Task:
Based on the entries below, how many lines contain the word "green"? Respond with only the number.

Dataset excerpts

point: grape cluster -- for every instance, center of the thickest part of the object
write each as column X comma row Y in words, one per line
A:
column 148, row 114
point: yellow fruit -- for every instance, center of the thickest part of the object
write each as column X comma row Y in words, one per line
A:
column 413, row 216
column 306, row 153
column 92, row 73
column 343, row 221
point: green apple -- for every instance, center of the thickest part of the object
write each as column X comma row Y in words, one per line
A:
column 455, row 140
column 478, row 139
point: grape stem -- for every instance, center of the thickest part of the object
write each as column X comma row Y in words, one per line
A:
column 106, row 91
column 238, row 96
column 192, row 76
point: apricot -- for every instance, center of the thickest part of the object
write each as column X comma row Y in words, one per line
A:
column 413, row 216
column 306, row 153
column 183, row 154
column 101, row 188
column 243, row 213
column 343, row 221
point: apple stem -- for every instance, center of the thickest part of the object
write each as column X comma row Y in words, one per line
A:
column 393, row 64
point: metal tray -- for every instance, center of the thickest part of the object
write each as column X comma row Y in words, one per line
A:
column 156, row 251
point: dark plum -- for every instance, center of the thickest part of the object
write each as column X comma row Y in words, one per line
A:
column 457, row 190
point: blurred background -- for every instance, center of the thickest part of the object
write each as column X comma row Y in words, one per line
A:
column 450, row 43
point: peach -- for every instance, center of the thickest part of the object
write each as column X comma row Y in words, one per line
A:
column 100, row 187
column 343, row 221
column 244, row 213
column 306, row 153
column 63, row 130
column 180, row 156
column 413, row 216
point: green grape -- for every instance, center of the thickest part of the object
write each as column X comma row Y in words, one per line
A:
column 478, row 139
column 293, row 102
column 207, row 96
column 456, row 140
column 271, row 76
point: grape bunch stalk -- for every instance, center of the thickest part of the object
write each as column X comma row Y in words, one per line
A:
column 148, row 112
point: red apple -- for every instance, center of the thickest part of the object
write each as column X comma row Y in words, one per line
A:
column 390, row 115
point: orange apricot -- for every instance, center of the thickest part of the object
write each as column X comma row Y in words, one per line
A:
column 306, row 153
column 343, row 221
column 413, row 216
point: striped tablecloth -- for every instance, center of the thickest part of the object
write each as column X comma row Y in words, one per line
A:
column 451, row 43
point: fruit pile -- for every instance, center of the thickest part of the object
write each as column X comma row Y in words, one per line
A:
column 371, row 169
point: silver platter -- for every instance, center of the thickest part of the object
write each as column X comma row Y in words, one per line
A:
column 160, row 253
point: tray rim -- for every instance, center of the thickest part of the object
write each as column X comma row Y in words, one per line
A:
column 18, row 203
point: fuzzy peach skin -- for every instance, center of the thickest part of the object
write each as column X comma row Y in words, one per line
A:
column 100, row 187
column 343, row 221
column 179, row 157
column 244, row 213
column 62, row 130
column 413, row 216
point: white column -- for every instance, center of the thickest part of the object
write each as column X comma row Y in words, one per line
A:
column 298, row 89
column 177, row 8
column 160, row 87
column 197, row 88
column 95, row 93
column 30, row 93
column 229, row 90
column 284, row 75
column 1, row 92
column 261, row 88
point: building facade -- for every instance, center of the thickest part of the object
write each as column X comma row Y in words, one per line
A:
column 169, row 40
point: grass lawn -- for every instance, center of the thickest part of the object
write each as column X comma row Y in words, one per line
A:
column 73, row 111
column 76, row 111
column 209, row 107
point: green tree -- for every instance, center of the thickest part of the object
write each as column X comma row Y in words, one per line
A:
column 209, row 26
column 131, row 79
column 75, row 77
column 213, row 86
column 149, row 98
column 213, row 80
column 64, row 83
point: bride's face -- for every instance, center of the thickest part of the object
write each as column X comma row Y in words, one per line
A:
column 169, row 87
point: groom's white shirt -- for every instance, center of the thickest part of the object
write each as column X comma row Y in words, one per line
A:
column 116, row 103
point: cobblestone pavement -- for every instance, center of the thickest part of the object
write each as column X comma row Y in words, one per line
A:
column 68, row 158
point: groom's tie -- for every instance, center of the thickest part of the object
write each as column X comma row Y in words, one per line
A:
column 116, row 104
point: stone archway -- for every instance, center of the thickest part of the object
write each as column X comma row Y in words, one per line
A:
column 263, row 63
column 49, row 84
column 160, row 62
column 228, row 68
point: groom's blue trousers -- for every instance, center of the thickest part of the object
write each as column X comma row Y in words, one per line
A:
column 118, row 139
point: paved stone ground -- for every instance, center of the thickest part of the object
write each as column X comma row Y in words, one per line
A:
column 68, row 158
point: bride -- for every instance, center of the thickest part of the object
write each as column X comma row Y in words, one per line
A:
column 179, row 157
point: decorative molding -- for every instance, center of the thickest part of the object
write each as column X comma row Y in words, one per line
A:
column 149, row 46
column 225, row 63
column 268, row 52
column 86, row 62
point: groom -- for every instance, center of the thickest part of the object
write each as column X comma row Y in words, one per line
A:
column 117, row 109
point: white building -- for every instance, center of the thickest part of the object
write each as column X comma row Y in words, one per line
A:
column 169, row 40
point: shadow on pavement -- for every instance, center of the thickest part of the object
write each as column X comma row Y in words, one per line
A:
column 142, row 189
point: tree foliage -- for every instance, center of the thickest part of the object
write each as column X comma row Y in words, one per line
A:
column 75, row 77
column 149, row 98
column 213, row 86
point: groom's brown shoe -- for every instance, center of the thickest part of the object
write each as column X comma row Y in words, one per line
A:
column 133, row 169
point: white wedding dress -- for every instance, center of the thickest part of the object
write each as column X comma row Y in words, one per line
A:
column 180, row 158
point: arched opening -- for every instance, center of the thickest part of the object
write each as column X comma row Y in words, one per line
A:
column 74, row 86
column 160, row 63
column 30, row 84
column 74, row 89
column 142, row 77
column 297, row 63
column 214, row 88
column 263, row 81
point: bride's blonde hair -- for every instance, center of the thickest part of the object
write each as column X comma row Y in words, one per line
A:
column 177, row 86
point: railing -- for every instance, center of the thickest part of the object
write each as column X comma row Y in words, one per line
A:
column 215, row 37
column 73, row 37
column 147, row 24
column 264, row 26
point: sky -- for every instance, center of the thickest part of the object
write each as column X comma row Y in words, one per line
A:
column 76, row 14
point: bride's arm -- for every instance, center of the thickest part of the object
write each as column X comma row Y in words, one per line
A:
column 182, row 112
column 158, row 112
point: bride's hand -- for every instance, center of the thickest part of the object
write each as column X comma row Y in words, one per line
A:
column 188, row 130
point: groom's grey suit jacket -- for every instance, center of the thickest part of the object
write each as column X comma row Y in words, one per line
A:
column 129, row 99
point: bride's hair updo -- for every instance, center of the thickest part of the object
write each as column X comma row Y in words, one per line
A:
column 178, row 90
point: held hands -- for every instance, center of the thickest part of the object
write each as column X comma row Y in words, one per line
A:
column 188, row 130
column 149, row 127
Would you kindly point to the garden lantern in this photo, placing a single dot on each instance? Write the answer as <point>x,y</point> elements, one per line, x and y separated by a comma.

Answer below:
3